(What this exercise asks)
1. From the fructose malabsorption thread, copy the passage from "For specific carbohydrate" to "to be accurate?".
2. In the fructose malabsorption thread, how was searching4answers diagnosed with SIBO?

(Given text)
● ● ● ● ●
# Fructose malabsorption



## Dar14 (Dec 12, 2009)

Anyone here considered fructose malabsorption as the cause of their IBS-D?? I have been googling and reading lot's again today and came across this......while the diet I read about was similar to the SCD diet I have also been considering getting on this one wasn't so restrictive.What grabbed my attention was how they diagnosis you for this.....hydrogen breath test.......just like SIBO......they do have you drink pure fructose......or the lactulose stuff to determine if you have SIBO.This also can give someone what appears to be IBS-D symptoms.Anyone ever been tested for this??Here are some links I found very interesting.......I am thinking I need to get tested for SIBO & FM......instead of just making myself crazy about all this! If I knew those 2 other options were off the table then I could at least stop wasting time thinking I may have FM or SIBO instead of just IBS-D.LINK TO ARTICLEIf you google about it many info sites come up......fodmaps elimantion diet also is another one.Please share your thoughts on this.I edited this as I accidentally posted a second link that was incorrect......sorry about that!


----------



## searching4answers (Mar 4, 2010)

I would get tested. Do it because it might really help. I have SIBO and was diagnosed through a hydrogen breath test. Now i want to be tested for FM. because i noticed that those foods bother me. Also ppl with FM usually can't handle wheat products. Do those bother you also?


----------



## Kathleen M. (Nov 16, 1999)

For specific carbohydrate malabsorption (fructose, lactose) you have to drink the exact sugar they are testing for.Lactulose is not absorbed by any human so all of it gets turned into bacteria food and they look for WHEN you get peaks, not IF you get peaks.For fructose and lactose someone who is tolerant should make little to no hydrogen, but someone who is intolerant will make gas when it gets to the colon, so this is an IF you get peaks type of test.


----------



## faze action (Aug 6, 2009)

I've been considering asking my GI doc to test me for fructose malabsorption, mainly because the symptoms are so close to the symptoms I experience with the IBS-d/ SIBO... I wonder if there is a difference in testing between the two? Do GI docs tend to differentiate between SIBO and other malabsorption issues? Does fructose have to be ingested during the test for it to be accurate?
● ● ● ● ●
(Records provided)
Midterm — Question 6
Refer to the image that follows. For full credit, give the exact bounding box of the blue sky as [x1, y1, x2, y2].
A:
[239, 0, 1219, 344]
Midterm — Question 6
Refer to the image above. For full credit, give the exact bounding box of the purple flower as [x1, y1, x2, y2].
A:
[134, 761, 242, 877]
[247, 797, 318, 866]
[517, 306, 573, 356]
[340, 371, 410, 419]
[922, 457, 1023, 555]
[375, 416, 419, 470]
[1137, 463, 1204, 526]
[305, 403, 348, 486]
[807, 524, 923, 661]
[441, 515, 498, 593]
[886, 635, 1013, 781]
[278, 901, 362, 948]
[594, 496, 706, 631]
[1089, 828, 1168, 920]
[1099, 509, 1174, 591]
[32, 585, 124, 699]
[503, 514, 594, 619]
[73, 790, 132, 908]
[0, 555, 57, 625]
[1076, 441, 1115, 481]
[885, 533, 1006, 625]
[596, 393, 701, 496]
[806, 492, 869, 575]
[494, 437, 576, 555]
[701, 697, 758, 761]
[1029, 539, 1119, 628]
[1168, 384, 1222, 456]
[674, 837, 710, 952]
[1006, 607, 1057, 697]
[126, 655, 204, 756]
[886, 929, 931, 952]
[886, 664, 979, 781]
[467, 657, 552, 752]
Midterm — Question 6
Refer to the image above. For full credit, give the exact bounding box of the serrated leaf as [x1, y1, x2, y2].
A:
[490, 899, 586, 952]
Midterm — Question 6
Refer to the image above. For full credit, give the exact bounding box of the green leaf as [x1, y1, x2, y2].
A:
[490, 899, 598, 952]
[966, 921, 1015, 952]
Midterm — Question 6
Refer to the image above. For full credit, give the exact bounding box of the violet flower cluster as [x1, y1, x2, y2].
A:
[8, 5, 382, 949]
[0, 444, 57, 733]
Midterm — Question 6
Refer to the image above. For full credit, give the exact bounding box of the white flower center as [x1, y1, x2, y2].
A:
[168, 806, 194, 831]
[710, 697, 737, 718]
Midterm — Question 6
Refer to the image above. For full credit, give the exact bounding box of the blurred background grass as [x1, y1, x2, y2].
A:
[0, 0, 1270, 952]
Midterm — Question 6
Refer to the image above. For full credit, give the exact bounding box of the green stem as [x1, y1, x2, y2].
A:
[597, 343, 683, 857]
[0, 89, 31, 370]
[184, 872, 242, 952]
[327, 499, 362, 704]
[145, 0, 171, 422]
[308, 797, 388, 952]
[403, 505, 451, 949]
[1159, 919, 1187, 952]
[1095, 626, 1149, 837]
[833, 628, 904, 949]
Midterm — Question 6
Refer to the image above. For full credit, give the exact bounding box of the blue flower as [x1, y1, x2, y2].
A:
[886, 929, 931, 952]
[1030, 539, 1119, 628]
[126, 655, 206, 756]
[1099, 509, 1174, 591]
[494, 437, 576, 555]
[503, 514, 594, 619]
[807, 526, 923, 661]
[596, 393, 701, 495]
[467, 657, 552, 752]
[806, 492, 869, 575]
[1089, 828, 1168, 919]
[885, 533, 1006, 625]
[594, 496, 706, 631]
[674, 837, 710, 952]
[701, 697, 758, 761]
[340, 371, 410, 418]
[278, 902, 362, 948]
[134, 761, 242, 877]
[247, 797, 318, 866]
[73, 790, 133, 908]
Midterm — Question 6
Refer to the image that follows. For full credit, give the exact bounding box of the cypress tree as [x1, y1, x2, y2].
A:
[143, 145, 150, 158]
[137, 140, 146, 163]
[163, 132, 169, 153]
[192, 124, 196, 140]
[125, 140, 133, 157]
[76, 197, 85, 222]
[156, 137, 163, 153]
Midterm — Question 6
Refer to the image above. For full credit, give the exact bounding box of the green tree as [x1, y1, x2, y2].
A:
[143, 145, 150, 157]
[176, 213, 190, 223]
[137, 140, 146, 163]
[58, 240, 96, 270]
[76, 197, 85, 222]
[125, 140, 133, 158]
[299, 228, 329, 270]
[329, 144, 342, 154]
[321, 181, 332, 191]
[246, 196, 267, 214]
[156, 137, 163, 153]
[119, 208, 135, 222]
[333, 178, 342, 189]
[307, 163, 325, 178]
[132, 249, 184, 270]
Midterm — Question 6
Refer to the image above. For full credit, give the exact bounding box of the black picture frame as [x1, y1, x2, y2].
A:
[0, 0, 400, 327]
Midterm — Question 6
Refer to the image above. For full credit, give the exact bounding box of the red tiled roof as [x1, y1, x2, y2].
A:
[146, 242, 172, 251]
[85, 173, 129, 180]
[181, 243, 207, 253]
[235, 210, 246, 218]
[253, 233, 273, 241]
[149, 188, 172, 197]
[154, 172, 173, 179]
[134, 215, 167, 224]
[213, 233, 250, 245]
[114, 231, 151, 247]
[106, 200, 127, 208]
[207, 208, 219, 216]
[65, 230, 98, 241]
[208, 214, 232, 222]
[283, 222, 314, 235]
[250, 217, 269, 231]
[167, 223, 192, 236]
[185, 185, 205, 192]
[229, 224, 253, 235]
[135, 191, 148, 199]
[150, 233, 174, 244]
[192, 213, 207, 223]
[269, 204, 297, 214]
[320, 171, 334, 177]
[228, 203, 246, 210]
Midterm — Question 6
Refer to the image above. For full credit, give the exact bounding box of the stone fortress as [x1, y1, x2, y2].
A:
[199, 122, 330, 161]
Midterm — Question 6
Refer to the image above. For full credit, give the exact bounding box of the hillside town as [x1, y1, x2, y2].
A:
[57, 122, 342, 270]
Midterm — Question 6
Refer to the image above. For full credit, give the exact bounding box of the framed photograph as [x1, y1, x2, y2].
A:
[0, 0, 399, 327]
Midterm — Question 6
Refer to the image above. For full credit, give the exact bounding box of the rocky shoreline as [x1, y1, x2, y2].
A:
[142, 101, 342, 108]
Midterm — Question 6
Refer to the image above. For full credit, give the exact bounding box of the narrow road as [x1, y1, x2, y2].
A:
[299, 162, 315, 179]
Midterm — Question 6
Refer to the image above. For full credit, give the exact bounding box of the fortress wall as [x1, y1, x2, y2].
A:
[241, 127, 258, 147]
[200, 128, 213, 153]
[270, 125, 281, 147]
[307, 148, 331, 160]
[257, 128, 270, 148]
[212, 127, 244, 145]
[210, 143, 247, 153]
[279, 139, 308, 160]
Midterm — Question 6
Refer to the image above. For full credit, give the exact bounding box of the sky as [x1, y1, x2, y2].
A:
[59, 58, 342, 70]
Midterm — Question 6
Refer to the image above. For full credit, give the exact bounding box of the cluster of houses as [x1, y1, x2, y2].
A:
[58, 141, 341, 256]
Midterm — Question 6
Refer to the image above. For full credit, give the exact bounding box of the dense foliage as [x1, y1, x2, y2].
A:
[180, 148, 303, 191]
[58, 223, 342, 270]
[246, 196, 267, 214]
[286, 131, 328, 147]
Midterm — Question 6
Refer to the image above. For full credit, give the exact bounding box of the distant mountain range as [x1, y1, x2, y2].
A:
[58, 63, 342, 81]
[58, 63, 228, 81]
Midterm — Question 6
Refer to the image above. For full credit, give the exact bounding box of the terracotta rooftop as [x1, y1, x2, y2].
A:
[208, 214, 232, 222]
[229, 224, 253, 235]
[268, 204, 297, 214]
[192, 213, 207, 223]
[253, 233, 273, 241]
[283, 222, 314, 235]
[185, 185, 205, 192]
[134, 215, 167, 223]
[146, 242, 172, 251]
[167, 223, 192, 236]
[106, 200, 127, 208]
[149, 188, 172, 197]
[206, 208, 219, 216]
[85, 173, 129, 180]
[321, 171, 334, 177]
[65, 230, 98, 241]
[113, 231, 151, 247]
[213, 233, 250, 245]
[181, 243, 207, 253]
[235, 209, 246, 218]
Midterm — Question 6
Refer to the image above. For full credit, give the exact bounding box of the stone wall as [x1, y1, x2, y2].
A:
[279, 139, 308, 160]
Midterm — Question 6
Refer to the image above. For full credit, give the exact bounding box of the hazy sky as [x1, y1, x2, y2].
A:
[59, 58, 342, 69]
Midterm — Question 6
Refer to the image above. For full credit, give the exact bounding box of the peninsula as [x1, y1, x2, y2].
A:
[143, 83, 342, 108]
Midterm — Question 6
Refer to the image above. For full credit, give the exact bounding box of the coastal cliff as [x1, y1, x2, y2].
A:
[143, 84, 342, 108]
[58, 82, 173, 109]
● ● ● ● ●
(Answers for the exercise)
1.
For specific carbohydrate malabsorption (fructose, lactose) you have to drink the exact sugar they are testing for.Lactulose is not absorbed by any human so all of it gets turned into bacteria food and they look for WHEN you get peaks, not IF you get peaks.For fructose and lactose someone who is tolerant should make little to no hydrogen, but someone who is intolerant will make gas when it gets to the colon, so this is an IF you get peaks type of test.


----------



## faze action (Aug 6, 2009)

I've been considering asking my GI doc to test me for fructose malabsorption, mainly because the symptoms are so close to the symptoms I experience with the IBS-d/ SIBO... I wonder if there is a difference in testing between the two? Do GI docs tend to differentiate between SIBO and other malabsorption issues? Does fructose have to be ingested during the test for it to be accurate?

2. Through a hydrogen breath test.